> [REQUIREMENT]
Arrange every line of the records below as a Markdown table with two columns, Row and Line. Number each row and leave out any blank lines.

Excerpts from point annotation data
+ + + + +

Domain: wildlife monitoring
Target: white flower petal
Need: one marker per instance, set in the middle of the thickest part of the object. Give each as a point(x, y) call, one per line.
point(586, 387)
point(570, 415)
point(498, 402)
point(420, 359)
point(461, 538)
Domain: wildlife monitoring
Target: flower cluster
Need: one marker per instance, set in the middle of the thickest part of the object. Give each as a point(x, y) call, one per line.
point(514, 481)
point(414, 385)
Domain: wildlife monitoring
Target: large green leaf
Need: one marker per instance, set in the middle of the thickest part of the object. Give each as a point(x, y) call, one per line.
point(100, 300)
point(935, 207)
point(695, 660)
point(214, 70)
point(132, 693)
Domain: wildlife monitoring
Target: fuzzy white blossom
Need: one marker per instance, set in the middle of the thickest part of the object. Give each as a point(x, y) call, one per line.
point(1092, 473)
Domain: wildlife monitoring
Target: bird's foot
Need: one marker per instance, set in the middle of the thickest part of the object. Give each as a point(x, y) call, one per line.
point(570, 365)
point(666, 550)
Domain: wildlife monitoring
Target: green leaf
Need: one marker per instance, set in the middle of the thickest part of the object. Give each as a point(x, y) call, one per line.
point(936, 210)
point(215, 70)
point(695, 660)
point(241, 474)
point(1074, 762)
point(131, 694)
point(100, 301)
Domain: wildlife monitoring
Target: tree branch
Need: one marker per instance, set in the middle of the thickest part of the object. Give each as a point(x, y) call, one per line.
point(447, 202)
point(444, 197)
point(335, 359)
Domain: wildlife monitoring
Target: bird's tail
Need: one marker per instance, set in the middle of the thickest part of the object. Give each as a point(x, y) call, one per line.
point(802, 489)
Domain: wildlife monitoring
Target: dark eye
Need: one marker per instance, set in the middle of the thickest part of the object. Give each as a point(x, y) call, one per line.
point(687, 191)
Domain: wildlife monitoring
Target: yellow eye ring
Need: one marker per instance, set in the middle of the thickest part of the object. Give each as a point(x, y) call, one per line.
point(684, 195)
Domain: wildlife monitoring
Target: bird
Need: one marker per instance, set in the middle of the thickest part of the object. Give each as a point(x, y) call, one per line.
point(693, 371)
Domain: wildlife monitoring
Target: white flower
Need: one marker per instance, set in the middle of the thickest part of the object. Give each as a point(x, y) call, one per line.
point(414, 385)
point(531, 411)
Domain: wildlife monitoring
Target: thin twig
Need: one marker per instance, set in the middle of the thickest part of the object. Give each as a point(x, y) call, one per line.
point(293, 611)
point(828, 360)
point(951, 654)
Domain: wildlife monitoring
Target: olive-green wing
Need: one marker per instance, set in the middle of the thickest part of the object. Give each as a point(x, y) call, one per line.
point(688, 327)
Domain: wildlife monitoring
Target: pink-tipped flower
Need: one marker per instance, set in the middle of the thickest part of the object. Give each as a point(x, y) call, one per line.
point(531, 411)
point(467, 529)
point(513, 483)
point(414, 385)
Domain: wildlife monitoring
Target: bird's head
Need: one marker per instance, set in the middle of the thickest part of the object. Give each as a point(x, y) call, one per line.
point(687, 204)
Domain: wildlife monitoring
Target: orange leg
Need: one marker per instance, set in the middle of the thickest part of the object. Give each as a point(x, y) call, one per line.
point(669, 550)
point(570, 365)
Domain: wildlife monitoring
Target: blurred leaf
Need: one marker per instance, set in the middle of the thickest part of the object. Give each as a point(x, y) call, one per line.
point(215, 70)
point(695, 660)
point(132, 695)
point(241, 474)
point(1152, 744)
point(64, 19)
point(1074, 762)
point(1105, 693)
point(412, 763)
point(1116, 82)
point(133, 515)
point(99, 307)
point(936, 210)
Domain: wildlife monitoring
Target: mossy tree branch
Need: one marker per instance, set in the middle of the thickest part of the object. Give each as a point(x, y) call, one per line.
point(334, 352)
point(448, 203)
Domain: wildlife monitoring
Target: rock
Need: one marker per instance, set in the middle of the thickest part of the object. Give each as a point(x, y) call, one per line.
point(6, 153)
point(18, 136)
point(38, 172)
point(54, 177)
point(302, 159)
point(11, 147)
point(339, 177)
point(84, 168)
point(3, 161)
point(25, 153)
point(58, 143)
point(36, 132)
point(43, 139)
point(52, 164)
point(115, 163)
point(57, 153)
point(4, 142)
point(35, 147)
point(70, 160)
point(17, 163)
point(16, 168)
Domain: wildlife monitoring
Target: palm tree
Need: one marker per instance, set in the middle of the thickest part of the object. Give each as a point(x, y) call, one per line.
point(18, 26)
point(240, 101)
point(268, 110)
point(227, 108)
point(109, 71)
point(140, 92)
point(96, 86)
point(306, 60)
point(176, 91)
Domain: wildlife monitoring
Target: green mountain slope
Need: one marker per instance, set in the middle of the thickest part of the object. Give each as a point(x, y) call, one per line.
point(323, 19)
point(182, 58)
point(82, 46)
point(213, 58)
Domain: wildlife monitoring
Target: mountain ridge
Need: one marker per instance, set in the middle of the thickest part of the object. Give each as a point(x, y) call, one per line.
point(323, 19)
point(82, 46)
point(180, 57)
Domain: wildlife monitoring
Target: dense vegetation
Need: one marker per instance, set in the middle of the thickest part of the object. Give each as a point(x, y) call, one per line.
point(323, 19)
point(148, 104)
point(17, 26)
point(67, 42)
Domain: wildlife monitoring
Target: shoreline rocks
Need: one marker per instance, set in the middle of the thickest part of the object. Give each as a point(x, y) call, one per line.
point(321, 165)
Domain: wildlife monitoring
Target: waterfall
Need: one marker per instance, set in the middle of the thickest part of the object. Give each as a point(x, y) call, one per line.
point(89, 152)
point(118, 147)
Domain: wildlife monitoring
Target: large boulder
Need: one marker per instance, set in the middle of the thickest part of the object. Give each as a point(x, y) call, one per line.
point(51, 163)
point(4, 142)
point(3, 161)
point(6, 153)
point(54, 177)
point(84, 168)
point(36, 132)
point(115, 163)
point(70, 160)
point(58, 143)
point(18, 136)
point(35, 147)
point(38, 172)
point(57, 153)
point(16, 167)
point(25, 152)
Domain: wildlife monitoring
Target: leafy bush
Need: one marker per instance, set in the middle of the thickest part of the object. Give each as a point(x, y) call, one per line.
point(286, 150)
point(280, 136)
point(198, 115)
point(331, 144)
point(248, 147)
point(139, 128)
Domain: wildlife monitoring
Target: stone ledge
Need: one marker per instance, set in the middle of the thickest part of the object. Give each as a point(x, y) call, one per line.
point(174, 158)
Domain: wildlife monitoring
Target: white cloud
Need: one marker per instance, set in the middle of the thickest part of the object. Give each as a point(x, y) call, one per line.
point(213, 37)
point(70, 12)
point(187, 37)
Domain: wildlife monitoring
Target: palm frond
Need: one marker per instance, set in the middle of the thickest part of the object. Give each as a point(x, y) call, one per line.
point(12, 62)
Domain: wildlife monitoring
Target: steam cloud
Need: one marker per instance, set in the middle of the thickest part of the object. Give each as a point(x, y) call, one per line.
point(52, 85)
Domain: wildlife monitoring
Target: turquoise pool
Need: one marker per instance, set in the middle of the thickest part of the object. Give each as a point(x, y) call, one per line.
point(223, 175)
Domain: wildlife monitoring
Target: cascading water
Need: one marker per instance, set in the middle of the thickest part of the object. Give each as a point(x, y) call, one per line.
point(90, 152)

+ + + + +

> [CORRECT RESPONSE]
| Row | Line |
|---|---|
| 1 | Domain: wildlife monitoring |
| 2 | Target: white flower petal |
| 3 | Need: one marker per instance, set in the middle of the thickest part of the object. Give each as a point(x, y) call, one per line. |
| 4 | point(586, 387) |
| 5 | point(570, 415) |
| 6 | point(498, 402) |
| 7 | point(420, 359) |
| 8 | point(461, 538) |
| 9 | Domain: wildlife monitoring |
| 10 | Target: flower cluster |
| 11 | Need: one marker per instance, set in the middle of the thickest part of the object. Give each as a point(x, y) call, one per line. |
| 12 | point(514, 481) |
| 13 | point(414, 385) |
| 14 | Domain: wildlife monitoring |
| 15 | Target: large green leaf |
| 16 | Need: one marker per instance, set in the middle of the thickest part of the object. Give each as a point(x, y) call, one per line. |
| 17 | point(100, 300) |
| 18 | point(935, 207) |
| 19 | point(695, 660) |
| 20 | point(214, 70) |
| 21 | point(132, 693) |
| 22 | Domain: wildlife monitoring |
| 23 | Target: fuzzy white blossom |
| 24 | Need: one marker per instance, set in the middle of the thickest part of the object. Give each as a point(x, y) call, one per line. |
| 25 | point(1092, 473) |
| 26 | Domain: wildlife monitoring |
| 27 | Target: bird's foot |
| 28 | Need: one marker per instance, set in the middle of the thickest part of the object. Give each as a point(x, y) call, one per line. |
| 29 | point(570, 365) |
| 30 | point(666, 550) |
| 31 | Domain: wildlife monitoring |
| 32 | Target: green leaf |
| 33 | Need: one marker per instance, set in the middle of the thickest part of the object. Give each as a point(x, y) call, one per line. |
| 34 | point(936, 210) |
| 35 | point(215, 70) |
| 36 | point(695, 660) |
| 37 | point(241, 474) |
| 38 | point(1074, 762) |
| 39 | point(131, 694) |
| 40 | point(100, 301) |
| 41 | Domain: wildlife monitoring |
| 42 | Target: tree branch |
| 43 | Need: one marker per instance, set in the middle of the thickest part of the object. Give each as a point(x, y) call, one per line. |
| 44 | point(447, 202) |
| 45 | point(444, 197) |
| 46 | point(335, 359) |
| 47 | Domain: wildlife monitoring |
| 48 | Target: bird's tail |
| 49 | Need: one marker per instance, set in the middle of the thickest part of the object. Give each as a point(x, y) call, one per line. |
| 50 | point(802, 489) |
| 51 | Domain: wildlife monitoring |
| 52 | Target: dark eye |
| 53 | Need: one marker per instance, set in the middle of the thickest part of the object. Give each as a point(x, y) call, one per line. |
| 54 | point(687, 191) |
| 55 | Domain: wildlife monitoring |
| 56 | Target: yellow eye ring |
| 57 | Need: one marker per instance, set in the middle of the thickest part of the object. Give each as a point(x, y) call, one per line. |
| 58 | point(684, 195) |
| 59 | Domain: wildlife monitoring |
| 60 | Target: bird |
| 61 | Need: one marker per instance, set in the middle of the thickest part of the object. Give each as a point(x, y) call, one per line. |
| 62 | point(693, 371) |
| 63 | Domain: wildlife monitoring |
| 64 | Target: white flower |
| 65 | Need: one marker per instance, set in the middle of the thickest part of the object. Give each as a point(x, y) call, one per line. |
| 66 | point(414, 385) |
| 67 | point(531, 411) |
| 68 | Domain: wildlife monitoring |
| 69 | Target: thin twig |
| 70 | Need: one marker per instance, set in the middle of the thickest part of the object. Give each as a point(x, y) call, one per line. |
| 71 | point(293, 611) |
| 72 | point(828, 360) |
| 73 | point(951, 654) |
| 74 | Domain: wildlife monitoring |
| 75 | Target: olive-green wing |
| 76 | Need: one marker per instance, set in the middle of the thickest part of the object. Give each as a point(x, y) call, one per line. |
| 77 | point(688, 327) |
| 78 | Domain: wildlife monitoring |
| 79 | Target: pink-tipped flower |
| 80 | Need: one marker per instance, set in the middle of the thickest part of the object. Give each as a point(x, y) call, one per line. |
| 81 | point(531, 411) |
| 82 | point(467, 529) |
| 83 | point(513, 483) |
| 84 | point(414, 385) |
| 85 | Domain: wildlife monitoring |
| 86 | Target: bird's head |
| 87 | Need: one marker per instance, set in the middle of the thickest part of the object. Give each as a point(x, y) call, one per line. |
| 88 | point(687, 204) |
| 89 | Domain: wildlife monitoring |
| 90 | Target: orange leg |
| 91 | Need: one marker per instance, set in the middle of the thickest part of the object. Give each as a point(x, y) call, one per line. |
| 92 | point(669, 550) |
| 93 | point(570, 365) |
| 94 | Domain: wildlife monitoring |
| 95 | Target: blurred leaf |
| 96 | Need: one marker per instance, set in the middle of the thickest part of the object. Give each as a point(x, y) call, one per line. |
| 97 | point(215, 70) |
| 98 | point(695, 660) |
| 99 | point(132, 695) |
| 100 | point(241, 474) |
| 101 | point(1152, 744) |
| 102 | point(64, 19) |
| 103 | point(1074, 762) |
| 104 | point(1105, 693) |
| 105 | point(412, 763) |
| 106 | point(1116, 82) |
| 107 | point(133, 515) |
| 108 | point(99, 307) |
| 109 | point(936, 210) |
| 110 | Domain: wildlife monitoring |
| 111 | Target: mossy tree branch |
| 112 | Need: one marker per instance, set in the middle of the thickest part of the object. Give each as a point(x, y) call, one per line. |
| 113 | point(334, 352) |
| 114 | point(448, 203) |
| 115 | Domain: wildlife monitoring |
| 116 | Target: rock |
| 117 | Need: one marker per instance, set in the middle of the thickest part of the object. Give each as a point(x, y) call, one per line. |
| 118 | point(6, 153) |
| 119 | point(18, 136) |
| 120 | point(38, 172) |
| 121 | point(54, 177) |
| 122 | point(302, 159) |
| 123 | point(11, 147) |
| 124 | point(339, 177) |
| 125 | point(84, 168) |
| 126 | point(3, 161) |
| 127 | point(25, 153) |
| 128 | point(58, 143) |
| 129 | point(36, 132) |
| 130 | point(43, 139) |
| 131 | point(52, 164) |
| 132 | point(115, 163) |
| 133 | point(57, 153) |
| 134 | point(4, 142) |
| 135 | point(35, 147) |
| 136 | point(70, 160) |
| 137 | point(17, 163) |
| 138 | point(16, 168) |
| 139 | Domain: wildlife monitoring |
| 140 | Target: palm tree |
| 141 | Need: one marker per instance, set in the middle of the thickest part of the object. Give each as a point(x, y) call, one per line. |
| 142 | point(18, 26) |
| 143 | point(240, 101) |
| 144 | point(268, 110) |
| 145 | point(227, 108) |
| 146 | point(109, 71) |
| 147 | point(140, 92) |
| 148 | point(96, 86) |
| 149 | point(306, 60) |
| 150 | point(176, 91) |
| 151 | Domain: wildlife monitoring |
| 152 | Target: green mountain slope |
| 153 | Need: one marker per instance, set in the middle of the thickest part of the object. Give each as a point(x, y) call, one per line. |
| 154 | point(323, 19) |
| 155 | point(182, 58) |
| 156 | point(82, 46) |
| 157 | point(213, 58) |
| 158 | Domain: wildlife monitoring |
| 159 | Target: mountain ridge |
| 160 | Need: one marker per instance, set in the middle of the thickest part of the object. Give each as a point(x, y) call, one per line. |
| 161 | point(323, 19) |
| 162 | point(82, 46) |
| 163 | point(180, 57) |
| 164 | Domain: wildlife monitoring |
| 165 | Target: dense vegetation |
| 166 | Need: one marker per instance, set in the middle of the thickest part of the object. Give each as a point(x, y) call, one per line. |
| 167 | point(323, 19) |
| 168 | point(148, 104) |
| 169 | point(17, 26) |
| 170 | point(67, 42) |
| 171 | Domain: wildlife monitoring |
| 172 | Target: shoreline rocks |
| 173 | Need: one marker per instance, set in the middle of the thickest part of the object. Give each as a point(x, y) call, one per line. |
| 174 | point(321, 165) |
| 175 | Domain: wildlife monitoring |
| 176 | Target: waterfall |
| 177 | Need: one marker per instance, set in the middle of the thickest part of the object. Give each as a point(x, y) call, one per line. |
| 178 | point(89, 152) |
| 179 | point(118, 147) |
| 180 | Domain: wildlife monitoring |
| 181 | Target: large boulder |
| 182 | Need: one marker per instance, set in the middle of the thickest part of the object. Give each as a point(x, y) call, one per line. |
| 183 | point(51, 163) |
| 184 | point(4, 142) |
| 185 | point(3, 161) |
| 186 | point(6, 153) |
| 187 | point(54, 177) |
| 188 | point(84, 168) |
| 189 | point(36, 132) |
| 190 | point(115, 163) |
| 191 | point(70, 160) |
| 192 | point(58, 143) |
| 193 | point(18, 136) |
| 194 | point(35, 147) |
| 195 | point(38, 172) |
| 196 | point(57, 153) |
| 197 | point(16, 167) |
| 198 | point(25, 152) |
| 199 | Domain: wildlife monitoring |
| 200 | Target: leafy bush |
| 201 | Need: one marker per instance, set in the middle of the thickest part of the object. Give each as a point(x, y) call, one per line. |
| 202 | point(286, 150) |
| 203 | point(280, 136) |
| 204 | point(198, 115) |
| 205 | point(331, 144) |
| 206 | point(248, 147) |
| 207 | point(139, 128) |
| 208 | Domain: wildlife monitoring |
| 209 | Target: stone ledge |
| 210 | Need: one marker per instance, set in the middle of the thickest part of the object. Give each as a point(x, y) call, one per line. |
| 211 | point(174, 158) |
| 212 | Domain: wildlife monitoring |
| 213 | Target: white cloud |
| 214 | Need: one marker per instance, set in the middle of the thickest part of the object. Give each as a point(x, y) call, one per line. |
| 215 | point(213, 37) |
| 216 | point(70, 12) |
| 217 | point(187, 37) |
| 218 | Domain: wildlife monitoring |
| 219 | Target: palm frond |
| 220 | Need: one marker per instance, set in the middle of the thickest part of the object. Give each as a point(x, y) call, one per line. |
| 221 | point(12, 62) |
| 222 | Domain: wildlife monitoring |
| 223 | Target: steam cloud |
| 224 | Need: one marker per instance, set in the middle of the thickest part of the object. Give each as a point(x, y) call, one per line. |
| 225 | point(52, 85) |
| 226 | Domain: wildlife monitoring |
| 227 | Target: turquoise pool |
| 228 | Need: one marker per instance, set in the middle of the thickest part of the object. Give each as a point(x, y) call, one per line. |
| 229 | point(223, 175) |
| 230 | Domain: wildlife monitoring |
| 231 | Target: cascading water |
| 232 | Need: one marker per instance, set in the middle of the thickest part of the object. Give each as a point(x, y) call, one per line. |
| 233 | point(90, 152) |